START Recorded data

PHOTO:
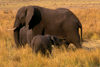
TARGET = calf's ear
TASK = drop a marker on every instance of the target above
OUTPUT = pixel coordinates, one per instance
(33, 16)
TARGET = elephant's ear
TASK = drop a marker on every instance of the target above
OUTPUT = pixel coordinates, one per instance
(33, 16)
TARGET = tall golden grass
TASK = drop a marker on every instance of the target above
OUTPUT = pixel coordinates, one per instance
(89, 15)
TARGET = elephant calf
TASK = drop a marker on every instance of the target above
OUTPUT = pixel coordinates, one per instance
(43, 43)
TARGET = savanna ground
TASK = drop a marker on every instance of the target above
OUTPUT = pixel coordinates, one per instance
(87, 11)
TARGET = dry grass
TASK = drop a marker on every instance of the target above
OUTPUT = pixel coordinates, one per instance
(89, 15)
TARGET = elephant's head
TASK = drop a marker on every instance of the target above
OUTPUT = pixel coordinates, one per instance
(27, 16)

END Recorded data

Your assignment — Each entry above should be restated word for word, though no picture may appear in the copy.

Task response —
PHOTO:
TARGET = calf's ear
TASK = drop a marker on every instance of the target above
OUTPUT = pixel coordinates, one per instance
(33, 16)
TARGET = elephant's ear
TASK = drop a marker on every instance of the target above
OUTPUT = pixel coordinates, one per instance
(33, 16)
TARGET = tall golden grass
TASK = drop a marker on every instance of the target above
OUTPUT = pixel coordinates, one per instance
(89, 15)
TARGET = elephant calf
TASK = drop a marker on every instance of the target above
OUTPUT = pixel coordinates, one per instance
(43, 43)
TARGET = savanna ground
TASK = drop a marker on every instance of the target above
OUTPUT = pixel coordinates, one per instance
(87, 11)
TARGET = dry grass
TASK = drop a marker on every instance of the target above
OUTPUT = pixel coordinates, one per instance
(89, 15)
TARGET = elephant's head
TASK = drop a marker on every instance of the target above
OUTPUT = pixel coordinates, one per instance
(27, 16)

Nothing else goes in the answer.